WHAT IS REQUIRED: Copy the ESGEMME documentation between "Define and export" and "to use ESGEMME.", inclusive, substituting "packages" for "tools".

EXTRACT TO READ:

━━━━━━━━━━━━━━━━

# ESGEMME: Evolutionary and Structural Global Epistatic Model for Mutational Effects
## Installation
ESGEMME is implemented in Python 3 and R. It has been tested only on Linux. Since ESGEMME has many dependencies, we recommend using our web site or our docker image.
### Installation from the source:
#### Getting the source code and preparing the environment:
Download the ESGEMME source code from http://gitlab.lcqb.upmc.fr/tekpinar/ESGEMME.
Define and export the environment variable ESGEMME_PATH=/path-to-ESGEMME-directory/
* seqinr R package: https://cran.r-project.org/web/packages/seqinr/index.html
These tools should be installed to be able to use ESGEMME.
## Usage
### Required input files
ESGEMME requires two files:
* a multiple sequence alignment (MSA) file in fasta format (mandatory):
Your query protein must be the first sequence in the fasta file. In addition, the query sequence should not contain any gaps.
* a structure file in PDB format (optional but recommended)
Run the program by typing "python $ESGEMME_PATH/esgemme.py inputAli.fasta --pdbfile input.pdb ".
A help can be accessed by typing "python $ESGEMME_PATH/esgemme.py --help".
### Running the program
Let's assume that our input MSA is inputAli.fasta and input.pdb is our structure file in PDB format.

━━━━━━━━━━━━━━━━

PROVIDED INFORMATION:
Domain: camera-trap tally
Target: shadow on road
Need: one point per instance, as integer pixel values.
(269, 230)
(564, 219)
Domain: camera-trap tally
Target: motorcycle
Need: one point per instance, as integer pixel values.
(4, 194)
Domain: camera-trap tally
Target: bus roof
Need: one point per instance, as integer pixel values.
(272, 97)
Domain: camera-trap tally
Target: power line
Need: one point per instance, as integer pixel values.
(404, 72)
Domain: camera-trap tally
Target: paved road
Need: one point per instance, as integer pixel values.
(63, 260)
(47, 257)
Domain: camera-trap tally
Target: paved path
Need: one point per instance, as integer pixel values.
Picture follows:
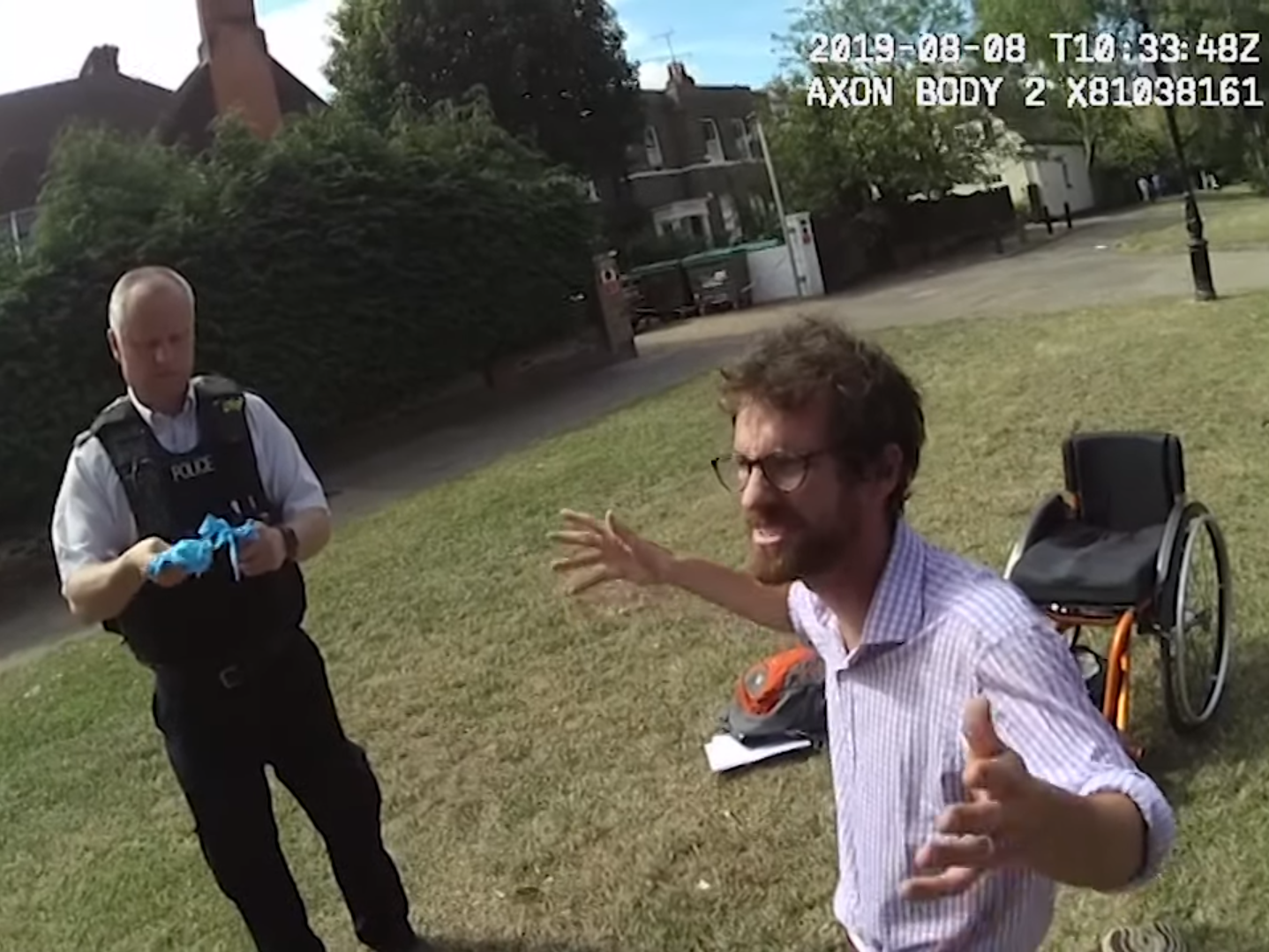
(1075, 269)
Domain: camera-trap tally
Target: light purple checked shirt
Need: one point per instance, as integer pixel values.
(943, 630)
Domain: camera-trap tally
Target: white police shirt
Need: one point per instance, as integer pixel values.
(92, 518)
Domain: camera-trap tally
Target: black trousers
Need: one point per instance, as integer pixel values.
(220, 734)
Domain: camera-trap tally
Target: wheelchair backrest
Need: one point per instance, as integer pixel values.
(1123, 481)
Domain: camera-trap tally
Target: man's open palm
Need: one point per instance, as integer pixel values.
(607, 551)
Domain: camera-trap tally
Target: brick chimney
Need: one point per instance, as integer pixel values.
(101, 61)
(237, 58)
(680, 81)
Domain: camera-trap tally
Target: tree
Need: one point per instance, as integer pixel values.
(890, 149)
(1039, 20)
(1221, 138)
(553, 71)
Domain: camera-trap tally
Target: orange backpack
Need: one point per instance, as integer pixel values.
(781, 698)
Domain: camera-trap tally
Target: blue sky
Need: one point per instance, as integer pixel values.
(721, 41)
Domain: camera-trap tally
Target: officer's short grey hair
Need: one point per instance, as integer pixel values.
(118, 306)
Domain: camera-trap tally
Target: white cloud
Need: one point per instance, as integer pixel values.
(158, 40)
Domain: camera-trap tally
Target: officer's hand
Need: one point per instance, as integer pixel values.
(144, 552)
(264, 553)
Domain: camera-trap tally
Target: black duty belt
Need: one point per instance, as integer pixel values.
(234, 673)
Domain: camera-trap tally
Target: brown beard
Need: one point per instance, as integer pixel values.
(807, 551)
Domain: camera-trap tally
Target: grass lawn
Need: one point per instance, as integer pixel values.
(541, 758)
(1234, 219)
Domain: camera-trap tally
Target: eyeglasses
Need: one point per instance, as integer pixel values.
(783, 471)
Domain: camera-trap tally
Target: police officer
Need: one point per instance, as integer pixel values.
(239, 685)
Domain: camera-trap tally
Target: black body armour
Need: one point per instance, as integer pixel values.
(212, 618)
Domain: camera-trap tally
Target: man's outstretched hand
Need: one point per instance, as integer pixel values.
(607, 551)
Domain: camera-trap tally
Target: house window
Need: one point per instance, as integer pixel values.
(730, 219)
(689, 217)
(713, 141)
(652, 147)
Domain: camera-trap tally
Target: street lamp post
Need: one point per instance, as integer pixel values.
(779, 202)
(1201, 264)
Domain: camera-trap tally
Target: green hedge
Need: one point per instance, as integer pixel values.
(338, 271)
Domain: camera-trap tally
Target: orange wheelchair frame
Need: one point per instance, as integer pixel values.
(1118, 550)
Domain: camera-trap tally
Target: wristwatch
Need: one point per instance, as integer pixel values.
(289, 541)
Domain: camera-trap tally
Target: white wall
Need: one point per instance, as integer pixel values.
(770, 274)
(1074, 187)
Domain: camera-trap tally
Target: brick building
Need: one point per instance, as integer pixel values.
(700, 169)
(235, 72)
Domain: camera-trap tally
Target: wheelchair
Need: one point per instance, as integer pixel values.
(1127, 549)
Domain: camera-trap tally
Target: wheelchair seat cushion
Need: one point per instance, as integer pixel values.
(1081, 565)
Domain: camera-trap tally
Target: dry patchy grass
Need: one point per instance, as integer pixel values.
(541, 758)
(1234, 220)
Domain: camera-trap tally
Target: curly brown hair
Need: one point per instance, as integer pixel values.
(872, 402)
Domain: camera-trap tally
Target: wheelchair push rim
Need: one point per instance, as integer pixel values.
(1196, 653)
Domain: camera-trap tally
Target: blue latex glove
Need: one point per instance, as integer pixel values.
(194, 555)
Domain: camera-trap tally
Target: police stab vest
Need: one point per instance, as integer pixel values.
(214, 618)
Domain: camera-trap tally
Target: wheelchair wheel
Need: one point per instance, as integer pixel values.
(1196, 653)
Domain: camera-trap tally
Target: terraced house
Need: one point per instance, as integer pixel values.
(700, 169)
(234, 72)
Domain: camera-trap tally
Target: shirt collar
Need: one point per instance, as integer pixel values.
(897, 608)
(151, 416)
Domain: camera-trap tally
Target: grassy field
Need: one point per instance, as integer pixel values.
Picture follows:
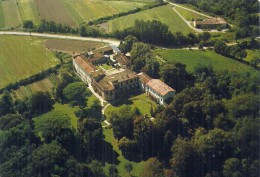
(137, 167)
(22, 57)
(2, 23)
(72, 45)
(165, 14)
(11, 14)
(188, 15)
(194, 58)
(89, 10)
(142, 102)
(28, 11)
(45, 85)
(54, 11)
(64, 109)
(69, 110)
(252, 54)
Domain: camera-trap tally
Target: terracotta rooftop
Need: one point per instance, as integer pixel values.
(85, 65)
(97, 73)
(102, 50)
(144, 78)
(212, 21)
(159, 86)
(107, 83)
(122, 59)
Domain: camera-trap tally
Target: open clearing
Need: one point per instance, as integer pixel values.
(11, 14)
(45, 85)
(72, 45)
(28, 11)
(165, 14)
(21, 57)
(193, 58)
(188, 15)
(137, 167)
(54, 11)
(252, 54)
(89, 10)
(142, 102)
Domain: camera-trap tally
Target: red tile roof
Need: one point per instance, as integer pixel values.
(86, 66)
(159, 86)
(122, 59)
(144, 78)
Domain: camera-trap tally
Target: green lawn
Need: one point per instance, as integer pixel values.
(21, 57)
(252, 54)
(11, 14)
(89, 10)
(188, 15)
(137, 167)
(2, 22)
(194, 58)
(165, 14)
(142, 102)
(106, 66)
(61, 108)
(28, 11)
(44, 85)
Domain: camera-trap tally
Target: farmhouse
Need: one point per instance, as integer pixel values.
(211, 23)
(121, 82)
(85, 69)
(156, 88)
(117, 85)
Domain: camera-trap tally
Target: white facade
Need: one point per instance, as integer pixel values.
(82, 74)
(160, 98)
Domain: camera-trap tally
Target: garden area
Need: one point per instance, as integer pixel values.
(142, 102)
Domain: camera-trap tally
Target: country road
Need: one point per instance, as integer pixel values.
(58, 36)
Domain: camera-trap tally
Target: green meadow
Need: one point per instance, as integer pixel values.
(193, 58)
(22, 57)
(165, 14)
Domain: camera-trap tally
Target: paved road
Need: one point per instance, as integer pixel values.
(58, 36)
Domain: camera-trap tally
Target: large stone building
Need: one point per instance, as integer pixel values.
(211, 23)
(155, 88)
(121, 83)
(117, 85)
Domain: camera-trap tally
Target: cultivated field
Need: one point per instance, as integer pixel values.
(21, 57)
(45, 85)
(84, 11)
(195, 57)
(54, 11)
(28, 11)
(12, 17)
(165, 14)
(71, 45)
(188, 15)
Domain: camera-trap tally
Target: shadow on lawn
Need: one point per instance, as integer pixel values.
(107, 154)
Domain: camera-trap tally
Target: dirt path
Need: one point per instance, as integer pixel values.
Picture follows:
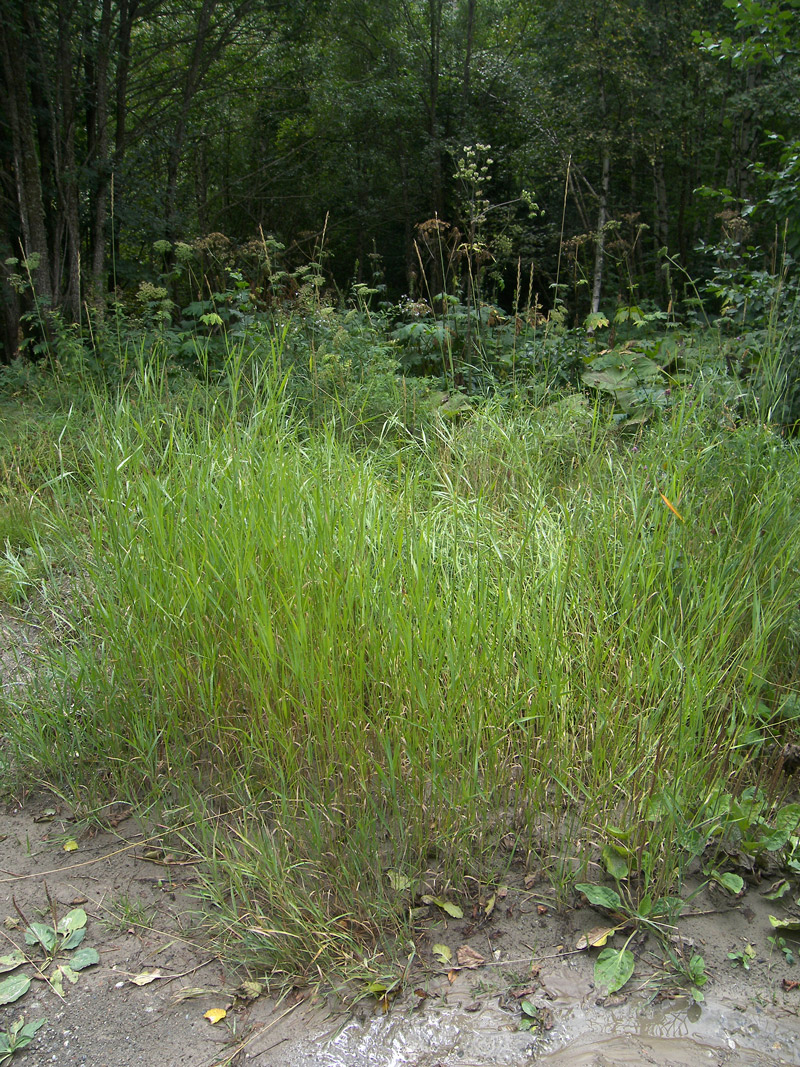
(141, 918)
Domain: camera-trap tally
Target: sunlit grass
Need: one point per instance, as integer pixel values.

━━━━━━━━━━━━━━━━

SOLUTION:
Define and export the environment variable ESGEMME_PATH=/path-to-ESGEMME-directory/
* seqinr R package: https://cran.r-project.org/web/packages/seqinr/index.html
These packages should be installed to be able to use ESGEMME.